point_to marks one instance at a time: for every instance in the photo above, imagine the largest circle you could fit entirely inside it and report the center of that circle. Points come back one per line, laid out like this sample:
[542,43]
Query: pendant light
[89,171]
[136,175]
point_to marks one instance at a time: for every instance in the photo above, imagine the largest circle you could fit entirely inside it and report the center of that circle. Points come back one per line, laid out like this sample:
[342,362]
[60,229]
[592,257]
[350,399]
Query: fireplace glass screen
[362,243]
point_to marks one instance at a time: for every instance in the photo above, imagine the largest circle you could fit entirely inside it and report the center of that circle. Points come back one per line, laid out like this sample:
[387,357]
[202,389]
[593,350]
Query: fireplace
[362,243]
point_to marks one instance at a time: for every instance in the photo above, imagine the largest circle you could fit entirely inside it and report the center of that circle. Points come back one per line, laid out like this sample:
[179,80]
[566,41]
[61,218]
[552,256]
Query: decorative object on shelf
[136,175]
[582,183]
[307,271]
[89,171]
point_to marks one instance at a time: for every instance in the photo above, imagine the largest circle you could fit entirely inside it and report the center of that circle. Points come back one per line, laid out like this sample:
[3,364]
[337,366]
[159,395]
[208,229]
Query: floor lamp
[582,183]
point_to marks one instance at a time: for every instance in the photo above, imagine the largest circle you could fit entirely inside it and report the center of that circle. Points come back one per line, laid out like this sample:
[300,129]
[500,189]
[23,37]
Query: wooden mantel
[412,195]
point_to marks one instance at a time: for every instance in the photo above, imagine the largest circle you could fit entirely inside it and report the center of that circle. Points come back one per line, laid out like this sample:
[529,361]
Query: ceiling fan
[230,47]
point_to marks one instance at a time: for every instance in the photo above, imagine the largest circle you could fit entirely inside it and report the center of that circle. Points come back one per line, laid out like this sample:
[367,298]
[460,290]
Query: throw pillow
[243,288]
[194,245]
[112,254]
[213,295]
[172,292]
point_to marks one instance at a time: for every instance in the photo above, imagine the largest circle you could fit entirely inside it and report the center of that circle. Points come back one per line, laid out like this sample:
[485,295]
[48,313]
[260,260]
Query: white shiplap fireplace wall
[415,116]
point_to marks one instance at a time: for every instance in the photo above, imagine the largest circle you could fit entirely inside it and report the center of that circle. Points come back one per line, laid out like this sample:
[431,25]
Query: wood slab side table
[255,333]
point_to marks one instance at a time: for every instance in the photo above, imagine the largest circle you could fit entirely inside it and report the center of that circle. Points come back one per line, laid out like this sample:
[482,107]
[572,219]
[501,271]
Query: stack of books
════
* _Exercise_
Identify each line above that contains the word "fireplace" and copy every such line in full.

* _Reply to the exercise_
Query: fireplace glass screen
Query: fireplace
Query: white shiplap fireplace wall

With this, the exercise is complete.